Detection annotation records
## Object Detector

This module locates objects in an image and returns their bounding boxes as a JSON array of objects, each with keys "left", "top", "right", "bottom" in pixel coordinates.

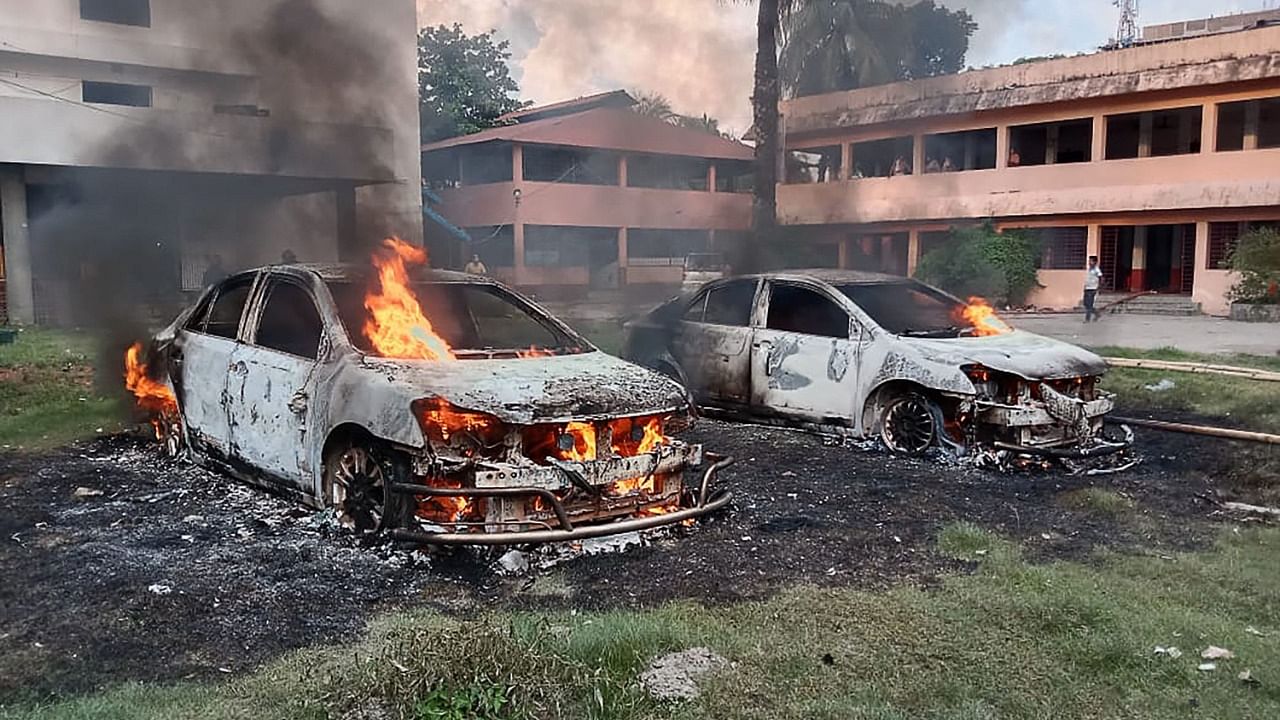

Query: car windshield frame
[
  {"left": 324, "top": 278, "right": 598, "bottom": 360},
  {"left": 832, "top": 278, "right": 973, "bottom": 338}
]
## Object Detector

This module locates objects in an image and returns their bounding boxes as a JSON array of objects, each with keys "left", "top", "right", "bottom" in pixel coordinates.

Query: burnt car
[
  {"left": 129, "top": 247, "right": 730, "bottom": 544},
  {"left": 623, "top": 270, "right": 1125, "bottom": 456}
]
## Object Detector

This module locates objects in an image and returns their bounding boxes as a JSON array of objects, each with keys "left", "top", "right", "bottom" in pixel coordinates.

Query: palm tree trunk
[{"left": 748, "top": 0, "right": 780, "bottom": 270}]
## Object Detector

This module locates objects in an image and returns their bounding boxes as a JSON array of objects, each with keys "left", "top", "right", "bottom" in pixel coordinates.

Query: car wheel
[
  {"left": 881, "top": 392, "right": 942, "bottom": 455},
  {"left": 324, "top": 441, "right": 408, "bottom": 534}
]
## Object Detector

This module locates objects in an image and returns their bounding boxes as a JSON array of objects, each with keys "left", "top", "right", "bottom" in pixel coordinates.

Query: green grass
[
  {"left": 1096, "top": 347, "right": 1280, "bottom": 433},
  {"left": 0, "top": 524, "right": 1280, "bottom": 720},
  {"left": 0, "top": 329, "right": 124, "bottom": 450}
]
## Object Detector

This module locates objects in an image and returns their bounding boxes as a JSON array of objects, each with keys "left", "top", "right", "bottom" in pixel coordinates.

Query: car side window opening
[
  {"left": 703, "top": 281, "right": 756, "bottom": 328},
  {"left": 255, "top": 281, "right": 324, "bottom": 360},
  {"left": 198, "top": 277, "right": 253, "bottom": 340},
  {"left": 681, "top": 291, "right": 710, "bottom": 323},
  {"left": 768, "top": 284, "right": 849, "bottom": 340}
]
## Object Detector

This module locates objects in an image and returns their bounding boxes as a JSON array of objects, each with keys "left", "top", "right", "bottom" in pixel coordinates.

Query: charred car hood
[
  {"left": 900, "top": 331, "right": 1107, "bottom": 380},
  {"left": 364, "top": 352, "right": 689, "bottom": 425}
]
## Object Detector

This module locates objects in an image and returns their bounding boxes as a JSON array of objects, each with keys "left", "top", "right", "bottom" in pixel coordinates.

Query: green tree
[
  {"left": 1228, "top": 228, "right": 1280, "bottom": 305},
  {"left": 781, "top": 0, "right": 978, "bottom": 96},
  {"left": 915, "top": 224, "right": 1041, "bottom": 306},
  {"left": 417, "top": 24, "right": 527, "bottom": 142}
]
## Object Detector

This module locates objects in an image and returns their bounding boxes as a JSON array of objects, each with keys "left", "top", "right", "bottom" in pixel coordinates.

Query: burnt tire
[
  {"left": 879, "top": 392, "right": 942, "bottom": 455},
  {"left": 324, "top": 439, "right": 412, "bottom": 534}
]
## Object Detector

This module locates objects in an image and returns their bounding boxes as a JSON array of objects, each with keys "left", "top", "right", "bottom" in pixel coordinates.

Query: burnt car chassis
[{"left": 387, "top": 452, "right": 733, "bottom": 546}]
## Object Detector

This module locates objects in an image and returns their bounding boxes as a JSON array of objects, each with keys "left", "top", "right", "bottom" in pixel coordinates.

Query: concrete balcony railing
[
  {"left": 778, "top": 149, "right": 1280, "bottom": 225},
  {"left": 0, "top": 96, "right": 399, "bottom": 183},
  {"left": 436, "top": 182, "right": 751, "bottom": 231}
]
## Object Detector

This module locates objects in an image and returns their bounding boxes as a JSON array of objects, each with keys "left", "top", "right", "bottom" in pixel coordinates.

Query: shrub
[
  {"left": 1226, "top": 228, "right": 1280, "bottom": 305},
  {"left": 915, "top": 224, "right": 1039, "bottom": 306}
]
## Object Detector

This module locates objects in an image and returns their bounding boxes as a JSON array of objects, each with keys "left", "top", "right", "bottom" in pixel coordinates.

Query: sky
[{"left": 417, "top": 0, "right": 1280, "bottom": 133}]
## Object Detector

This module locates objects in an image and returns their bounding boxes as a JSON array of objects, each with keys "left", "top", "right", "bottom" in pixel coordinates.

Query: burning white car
[
  {"left": 127, "top": 241, "right": 730, "bottom": 544},
  {"left": 625, "top": 270, "right": 1126, "bottom": 457}
]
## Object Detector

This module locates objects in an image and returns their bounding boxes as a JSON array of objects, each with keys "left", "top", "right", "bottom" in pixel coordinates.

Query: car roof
[
  {"left": 737, "top": 268, "right": 911, "bottom": 284},
  {"left": 246, "top": 263, "right": 494, "bottom": 284}
]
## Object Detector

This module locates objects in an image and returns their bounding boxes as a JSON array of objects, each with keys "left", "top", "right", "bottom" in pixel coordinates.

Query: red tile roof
[{"left": 422, "top": 108, "right": 754, "bottom": 160}]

◆ **WRITTEN PROBLEM**: State how many lines of the material contain the string "tree", giving only the number.

◆ **RESPONSE**: 2